Information geometry provides a powerful framework for a
mathematical elaboration of this concept. The aim of my talk
is to present analytical results on complex systems and
illustrate them by computer simulations. Applying my approach
to the field of neural networks, it leads to a generalized
version of the infomax principle by Linsker.
|
July 4 - 11.40-12.30
D.C. Brody, G.W. Gibbons
- Cone Geometry in Statistical Mechanics
The idea of a convex cone is a very simple one, but it has a surprisingly
large number of applications in
both mathematics and physics. This talk will cover an elementary
introduction to the geometry of convex
homogeneous cones. A natural connection to the information geometry of
statistical mechanics arises
in this context, which will also be discussed.
|
July 1 - 15.50-16.20
A. Cena
- Christoffel symbols of the alpha-connections on the alpha-bundles over the Exponential Statistical Manifolds.
Gibilisco and Pistone (1998) show that the pretangent and the tangent bundle
over the Exponential Statistical Manifold are the natural domains to define,
respectively, the mixture and the exponential connection in the non-parametric case.
Then they define the infinite-dimensional version of the alpha-connections on a suitable family of vector bundles.
In this context we evaluate the Christoffel symbols of the exponential and
mixture connection. After studying the regularity of the sphere in the Lebesgue
spaces and the natural connection on its tangent bundle, we are able to give
the Christoffel symbols of the alpha-connections.
|
July 2 - 11.40-12.30
J.M. Corcuera - F. Giummole'
- Simultaneous prediction
In the present work the problem of prediction is considered in a
multidimensional setting. Extending an idea presented in
Barndorff-Nielsen and Cox (1996), a predictive density for the future
multivariate random variable is proposed. This density has the form of
an
estimative density plus a correction term which is easily calculated. It
gives simultaneous prediction regions with coverage error of smaller
asymptotic order than the estimative density. Several examples with a
simulation study are presented, showing how the proposed solution
improves
on the estimative one.

■ Given records ■
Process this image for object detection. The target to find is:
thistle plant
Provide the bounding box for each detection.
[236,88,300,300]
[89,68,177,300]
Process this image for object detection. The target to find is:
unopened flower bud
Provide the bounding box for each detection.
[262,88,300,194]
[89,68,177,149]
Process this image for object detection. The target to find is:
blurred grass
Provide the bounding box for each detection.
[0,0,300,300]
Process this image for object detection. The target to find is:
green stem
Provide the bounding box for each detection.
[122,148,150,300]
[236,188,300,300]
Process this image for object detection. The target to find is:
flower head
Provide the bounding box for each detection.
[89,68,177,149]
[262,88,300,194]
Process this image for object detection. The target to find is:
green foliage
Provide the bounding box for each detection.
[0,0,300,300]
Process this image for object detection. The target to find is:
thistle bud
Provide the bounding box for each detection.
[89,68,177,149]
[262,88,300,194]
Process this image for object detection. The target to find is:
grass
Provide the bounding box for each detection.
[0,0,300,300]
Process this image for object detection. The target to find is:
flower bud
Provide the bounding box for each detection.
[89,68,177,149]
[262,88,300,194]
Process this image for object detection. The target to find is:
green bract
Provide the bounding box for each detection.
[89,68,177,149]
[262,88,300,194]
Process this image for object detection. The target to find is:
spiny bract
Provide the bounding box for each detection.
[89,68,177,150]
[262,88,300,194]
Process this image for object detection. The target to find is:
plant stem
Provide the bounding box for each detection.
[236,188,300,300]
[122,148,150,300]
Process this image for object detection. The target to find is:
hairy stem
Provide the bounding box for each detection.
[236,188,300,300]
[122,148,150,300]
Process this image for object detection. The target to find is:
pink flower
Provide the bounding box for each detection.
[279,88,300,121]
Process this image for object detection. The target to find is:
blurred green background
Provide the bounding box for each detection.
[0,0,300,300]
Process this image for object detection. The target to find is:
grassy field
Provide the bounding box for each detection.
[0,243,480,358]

■ Set task 1 ■
Can you reproduce the conference abstracts from "Gibilisco and Pistone" to "the non-parametric case." word for word?
■ Set task 2 ■
How would you sum up the conference abstracts in two sentences?
The entries stand apart from the conference abstracts and are separate material.

■ Output 1 ■
Gibilisco and Pistone (1998) show that the pretangent and the tangent bundle
over the Exponential Statistical Manifold are the natural domains to define,
respectively, the mixture and the exponential connection in the non-parametric case.

■ Output 2 ■
The conference abstracts describe an approach that, applied to neural networks, leads to a generalized version of Linsker's infomax principle, and a talk introducing the geometry of convex homogeneous cones and its connection to the information geometry of statistical mechanics. Other talks evaluate the Christoffel symbols of the alpha-connections over the Exponential Statistical Manifold and propose a predictive density for a future multivariate random variable, an estimative density plus a correction term, that gives simultaneous prediction regions with coverage error of smaller asymptotic order.